• **Work item**: Restate the records underneath, keeping each one exactly the same.

(Saved data entries)
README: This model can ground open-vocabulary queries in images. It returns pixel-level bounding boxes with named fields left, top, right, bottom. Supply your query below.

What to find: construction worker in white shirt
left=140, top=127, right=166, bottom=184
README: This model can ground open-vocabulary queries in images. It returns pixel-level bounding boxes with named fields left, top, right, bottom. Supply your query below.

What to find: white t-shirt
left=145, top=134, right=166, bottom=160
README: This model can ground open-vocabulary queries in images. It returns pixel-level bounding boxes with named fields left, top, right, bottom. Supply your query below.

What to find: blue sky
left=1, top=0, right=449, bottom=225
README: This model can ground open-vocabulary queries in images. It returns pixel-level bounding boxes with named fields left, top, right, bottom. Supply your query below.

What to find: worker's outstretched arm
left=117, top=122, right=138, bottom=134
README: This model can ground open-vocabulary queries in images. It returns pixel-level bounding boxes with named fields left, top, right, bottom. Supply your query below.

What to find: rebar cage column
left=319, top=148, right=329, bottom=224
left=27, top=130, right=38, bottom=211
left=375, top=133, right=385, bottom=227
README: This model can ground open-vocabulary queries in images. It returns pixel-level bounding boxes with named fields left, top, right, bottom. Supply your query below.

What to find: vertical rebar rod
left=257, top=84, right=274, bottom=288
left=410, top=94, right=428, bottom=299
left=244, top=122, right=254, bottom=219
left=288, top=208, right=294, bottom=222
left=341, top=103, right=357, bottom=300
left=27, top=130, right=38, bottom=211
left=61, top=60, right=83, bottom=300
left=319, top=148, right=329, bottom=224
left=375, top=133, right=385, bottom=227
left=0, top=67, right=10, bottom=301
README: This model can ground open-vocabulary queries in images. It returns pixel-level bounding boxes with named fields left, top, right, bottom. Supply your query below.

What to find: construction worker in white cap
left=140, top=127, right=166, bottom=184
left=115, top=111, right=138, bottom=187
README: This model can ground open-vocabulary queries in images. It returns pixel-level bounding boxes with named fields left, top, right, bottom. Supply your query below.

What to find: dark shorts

• **Response to the task**:
README: This model can ground open-vocabulary queries in images. It returns pixel-level bounding boxes with named fields left, top, right, bottom. Supply your query below.

What to find: construction worker in white shirt
left=140, top=127, right=166, bottom=184
README: This model can ground open-vocabulary queries in images. It returns pixel-level bounding boxes with named fields left, top, right, bottom. Supply your query below.

What to find: white t-shirt
left=145, top=134, right=166, bottom=160
README: This model can ground open-vocabulary queries in images. It returns pixel-level bounding boxes with named fields left, top, right, bottom. Supply your query below.

What to find: blue sky
left=1, top=0, right=449, bottom=225
README: This model can ground open-vocabulary queries in images. It returns pixel-level bounding boxes with named fields left, top, right, bottom. Supply your query below.

What to find: worker's outstretched arm
left=117, top=122, right=138, bottom=134
README: This model can ground open-vocabulary queries in images. It returns pixel-level bounding boxes with named fields left, top, right, bottom. Supply your query below.

What to find: rebar cage column
left=319, top=148, right=329, bottom=224
left=27, top=130, right=38, bottom=211
left=375, top=133, right=385, bottom=227
README: This model can ground open-vocabulary queries in images. It returns pixel-level bounding boxes with named fields left, top, right, bottom. Supply your query below.

What to find: vertical rebar rod
left=257, top=84, right=274, bottom=288
left=410, top=94, right=428, bottom=299
left=244, top=122, right=254, bottom=219
left=288, top=208, right=294, bottom=222
left=341, top=103, right=357, bottom=300
left=27, top=130, right=38, bottom=211
left=61, top=60, right=83, bottom=300
left=319, top=148, right=329, bottom=224
left=375, top=133, right=385, bottom=227
left=0, top=67, right=10, bottom=301
README: This model can ground open-vocabulary queries in images. It returns pixel-level bounding boxes with named fields left, top, right, bottom. Supply your query below.

What to find: construction worker in white cap
left=140, top=127, right=166, bottom=184
left=115, top=111, right=138, bottom=187
README: This model can ground open-vocabulary queries in images. It returns pixel-level bounding boxes with named fields left, top, right, bottom. Supply your query below.

What to find: dark shorts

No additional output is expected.